= Stated exercise =
Copy out, exactly as given, every line from the line with "Task: indicate every instance of the gray" to the end of the listing, both of those lines included.

= Material shown =
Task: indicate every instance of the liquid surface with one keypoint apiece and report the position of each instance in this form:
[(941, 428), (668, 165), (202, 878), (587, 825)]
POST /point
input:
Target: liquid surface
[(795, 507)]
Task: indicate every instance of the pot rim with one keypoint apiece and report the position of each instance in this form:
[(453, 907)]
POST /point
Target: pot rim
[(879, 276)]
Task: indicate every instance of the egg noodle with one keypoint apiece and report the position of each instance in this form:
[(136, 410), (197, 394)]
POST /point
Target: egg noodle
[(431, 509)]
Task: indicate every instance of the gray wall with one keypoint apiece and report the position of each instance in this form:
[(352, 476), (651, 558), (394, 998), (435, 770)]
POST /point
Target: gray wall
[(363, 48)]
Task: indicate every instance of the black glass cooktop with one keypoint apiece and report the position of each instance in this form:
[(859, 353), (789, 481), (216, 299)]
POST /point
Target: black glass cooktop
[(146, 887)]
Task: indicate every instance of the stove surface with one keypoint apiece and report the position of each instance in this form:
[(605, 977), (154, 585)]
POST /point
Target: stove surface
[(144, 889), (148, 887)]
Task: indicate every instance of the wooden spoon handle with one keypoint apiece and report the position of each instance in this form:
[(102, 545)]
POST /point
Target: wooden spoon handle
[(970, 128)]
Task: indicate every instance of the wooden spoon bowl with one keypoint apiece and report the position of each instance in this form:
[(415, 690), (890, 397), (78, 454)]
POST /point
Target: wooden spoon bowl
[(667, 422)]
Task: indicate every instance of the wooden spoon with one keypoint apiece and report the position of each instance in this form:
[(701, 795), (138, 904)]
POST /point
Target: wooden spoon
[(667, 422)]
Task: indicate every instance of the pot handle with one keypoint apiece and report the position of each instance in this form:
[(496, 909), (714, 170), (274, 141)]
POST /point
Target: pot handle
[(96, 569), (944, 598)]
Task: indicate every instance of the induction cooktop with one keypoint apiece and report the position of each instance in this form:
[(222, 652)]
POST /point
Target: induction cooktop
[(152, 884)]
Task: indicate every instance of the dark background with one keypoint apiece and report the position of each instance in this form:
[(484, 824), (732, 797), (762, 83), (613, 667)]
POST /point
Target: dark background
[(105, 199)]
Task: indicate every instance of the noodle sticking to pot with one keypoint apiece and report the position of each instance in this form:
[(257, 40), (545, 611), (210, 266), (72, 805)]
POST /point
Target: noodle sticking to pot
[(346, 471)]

= Written answer =
Task: indicate every instance of the gray wall with one keypoint apiece and report the position of each instance in this form:
[(352, 476), (651, 558), (394, 998), (435, 770)]
POST /point
Target: gray wall
[(363, 48)]
Task: indicate every instance of the black glass cooktop with one keypoint apiece and report the position of each instance in this form:
[(859, 353), (789, 481), (216, 299)]
POST /point
Target: black glass cooktop
[(146, 887)]
Task: indicate every instance of the stove surface with one keypoint apiece and report the position of each instance in this form:
[(605, 977), (154, 585)]
POST /point
Target: stove surface
[(144, 889), (148, 887)]
Task: indicate every instance of the wooden spoon handle with one keypoint apiece and report the position of each instance in this form:
[(102, 545)]
POST /point
Target: wooden spoon handle
[(970, 128)]
Task: indicate every instance of the wooden spoon bowl with one keypoint apiece and report the position of each instance in this form:
[(415, 690), (890, 397), (78, 454)]
POST /point
Target: wooden spoon bowl
[(667, 422)]
Task: indicate every instance of the wooden spoon with one keypoint apiece and report the position of each instance in this form:
[(701, 795), (138, 904)]
POST /point
Target: wooden spoon
[(667, 422)]
Task: indicate every instance of the pot handle with one keypoint apiece and report the position of each instance in this form:
[(496, 909), (714, 170), (274, 141)]
POST /point
Target: pot handle
[(96, 569), (944, 598)]
Task: indicate every instance of the induction cooktop with one keypoint apiece and report the position of each instance in this form:
[(222, 652)]
POST /point
Target: induction cooktop
[(152, 884)]
Task: indicate every instance of the dark background with one keypoint apiece and report the position of each instance in this form:
[(484, 824), (732, 797), (762, 83), (613, 667)]
POST /point
Target: dark background
[(105, 199)]
Task: indicate every instance of the noodle sticking to pot with one keypoint apiece and report the position of each instance in this form:
[(257, 40), (545, 611), (210, 266), (72, 805)]
POST /point
Target: noodle sticking to pot
[(346, 471)]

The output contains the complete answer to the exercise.